DIRECTIONS FOR THIS TASK -> Rewrite the passage on diet pills from "Why bother exercising" up to and including "the fine print.", changing "fine print" to "small print".

PAGE EXTRACT ->

════════════════════

Why bother exercising and cutting out calories, many question, when you can get a quick weight-loss fix in the form of a pill, supplement, or meal replacement? Fact is, when it comes to diet aids, there’s a lot of scary stuff in the fine print.

Wednesday, November 02, 2011

A serial dieter, Sharon Greenspan* was thrilled when her sister-in-law brought her a bottle of diet pills from Mexico. In just two months’ time, Sharon dropped a dramatic 50 pounds from her 4-foot11-inch frame. “I wasn’t eating anything. I just wasn’t hungry. I drank coffee and water, and if you put cake in front of me, I would just look at it,” Sharon remembers.

But when the bottle was finished, her husband wouldn’t let her get any refills. He was too scared by the side effects. “I was so nervous, always yelling,” Sharon admits. “I felt shaky, but at the same time, super-confident, like I could move mountains.” Once the effects of the diet pills wore off, Sharon started gaining back every single pound she had lost.

The drive to be thin is so powerful that it can propel otherwise smart women like Sharon to take questionable or even downright risky medications in the hope of shedding a few pounds. Even risky diet pills can prove irresistible because you often see the results right away. Why bother dieting or exercising, many question, when there’s a quick fix in the form of a pill, supplement, or meal replacement?

It’s also hard to ignore the tantalizing claims of “natural” remedies or advertisements that demonstrate nearly unbelievable results. Manufacturers are cashing in on this desire for instant weight-loss gratification — in 2009, the sales for nutrition products topped $108 billion (yes, billion).

In truth, the popularity of these diet aids should come as no surprise because in our culture, we often turn to pills to solve problems. Sometimes, it’s a good thing, like taking medication for depression, anxiety, and ADHD. In a similar vein, if you’re overweight (a category that includes two-thirds of Americans), popping a diet pill may be just what the doctor ordered. Especially as excess body fat can cause joint problems, as well as increase the risk of chronic diseases like diabetes, stroke, cancer, and heart disease.

════════════════════

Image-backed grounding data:
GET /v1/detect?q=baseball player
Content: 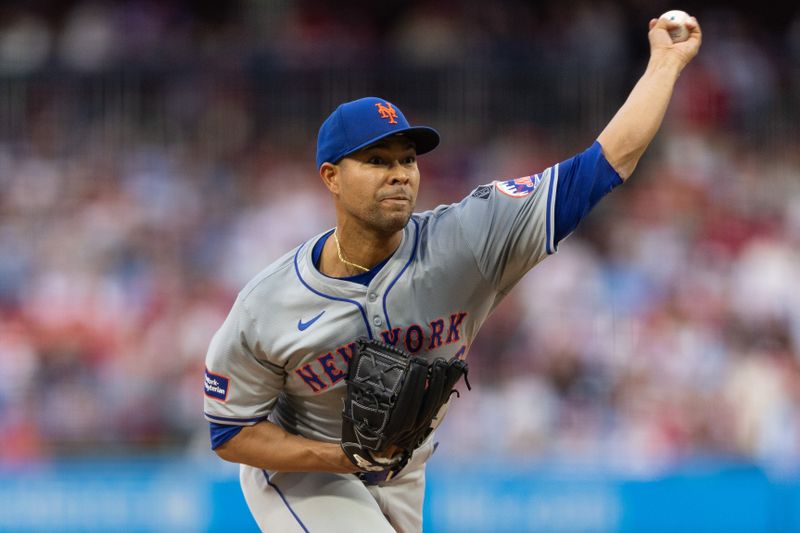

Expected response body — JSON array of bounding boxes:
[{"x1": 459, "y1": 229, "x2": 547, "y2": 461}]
[{"x1": 205, "y1": 19, "x2": 701, "y2": 532}]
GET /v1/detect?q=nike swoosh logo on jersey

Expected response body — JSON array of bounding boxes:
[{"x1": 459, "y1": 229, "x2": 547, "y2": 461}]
[{"x1": 297, "y1": 311, "x2": 325, "y2": 331}]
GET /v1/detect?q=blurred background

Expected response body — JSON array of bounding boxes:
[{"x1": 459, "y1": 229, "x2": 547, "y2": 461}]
[{"x1": 0, "y1": 0, "x2": 800, "y2": 531}]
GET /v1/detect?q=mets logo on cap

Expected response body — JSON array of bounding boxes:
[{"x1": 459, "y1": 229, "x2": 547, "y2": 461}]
[
  {"x1": 494, "y1": 174, "x2": 542, "y2": 198},
  {"x1": 375, "y1": 102, "x2": 397, "y2": 124}
]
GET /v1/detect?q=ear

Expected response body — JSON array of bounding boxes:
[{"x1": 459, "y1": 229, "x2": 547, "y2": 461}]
[{"x1": 319, "y1": 163, "x2": 339, "y2": 194}]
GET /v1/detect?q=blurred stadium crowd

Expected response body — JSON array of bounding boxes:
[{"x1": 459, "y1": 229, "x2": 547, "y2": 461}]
[{"x1": 0, "y1": 0, "x2": 800, "y2": 473}]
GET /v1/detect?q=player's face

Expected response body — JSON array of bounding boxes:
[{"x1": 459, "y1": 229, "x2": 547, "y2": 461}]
[{"x1": 334, "y1": 137, "x2": 419, "y2": 235}]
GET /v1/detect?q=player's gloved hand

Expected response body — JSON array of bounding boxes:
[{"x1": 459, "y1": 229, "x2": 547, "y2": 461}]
[{"x1": 342, "y1": 338, "x2": 469, "y2": 472}]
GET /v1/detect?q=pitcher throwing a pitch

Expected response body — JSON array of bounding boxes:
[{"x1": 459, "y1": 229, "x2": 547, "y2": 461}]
[{"x1": 205, "y1": 14, "x2": 701, "y2": 533}]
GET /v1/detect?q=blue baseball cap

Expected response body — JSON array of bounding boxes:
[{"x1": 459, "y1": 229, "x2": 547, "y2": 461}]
[{"x1": 317, "y1": 96, "x2": 439, "y2": 168}]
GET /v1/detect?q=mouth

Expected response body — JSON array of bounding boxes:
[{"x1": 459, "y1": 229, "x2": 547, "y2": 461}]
[{"x1": 378, "y1": 191, "x2": 411, "y2": 203}]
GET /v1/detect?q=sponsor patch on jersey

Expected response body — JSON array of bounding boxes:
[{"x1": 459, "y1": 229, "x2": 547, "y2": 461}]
[
  {"x1": 205, "y1": 368, "x2": 231, "y2": 402},
  {"x1": 470, "y1": 185, "x2": 492, "y2": 200},
  {"x1": 494, "y1": 174, "x2": 542, "y2": 198}
]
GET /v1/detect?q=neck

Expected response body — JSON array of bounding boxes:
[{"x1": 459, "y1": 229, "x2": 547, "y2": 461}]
[{"x1": 320, "y1": 224, "x2": 403, "y2": 277}]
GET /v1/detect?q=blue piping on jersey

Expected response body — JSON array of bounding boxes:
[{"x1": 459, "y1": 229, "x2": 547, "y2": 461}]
[
  {"x1": 383, "y1": 217, "x2": 419, "y2": 331},
  {"x1": 205, "y1": 413, "x2": 267, "y2": 424},
  {"x1": 545, "y1": 164, "x2": 558, "y2": 255},
  {"x1": 261, "y1": 470, "x2": 308, "y2": 533},
  {"x1": 294, "y1": 246, "x2": 372, "y2": 339}
]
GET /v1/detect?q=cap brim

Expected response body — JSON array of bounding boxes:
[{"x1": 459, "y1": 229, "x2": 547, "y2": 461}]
[{"x1": 335, "y1": 126, "x2": 439, "y2": 162}]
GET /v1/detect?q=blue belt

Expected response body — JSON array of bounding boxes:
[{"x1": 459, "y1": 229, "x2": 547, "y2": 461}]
[{"x1": 354, "y1": 470, "x2": 397, "y2": 485}]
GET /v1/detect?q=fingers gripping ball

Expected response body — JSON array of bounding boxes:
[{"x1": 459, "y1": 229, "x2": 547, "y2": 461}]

════════════════════

ANSWER TO THIS PROBLEM ->
Why bother exercising and cutting out calories, many question, when you can get a quick weight-loss fix in the form of a pill, supplement, or meal replacement? Fact is, when it comes to diet aids, there’s a lot of scary stuff in the small print.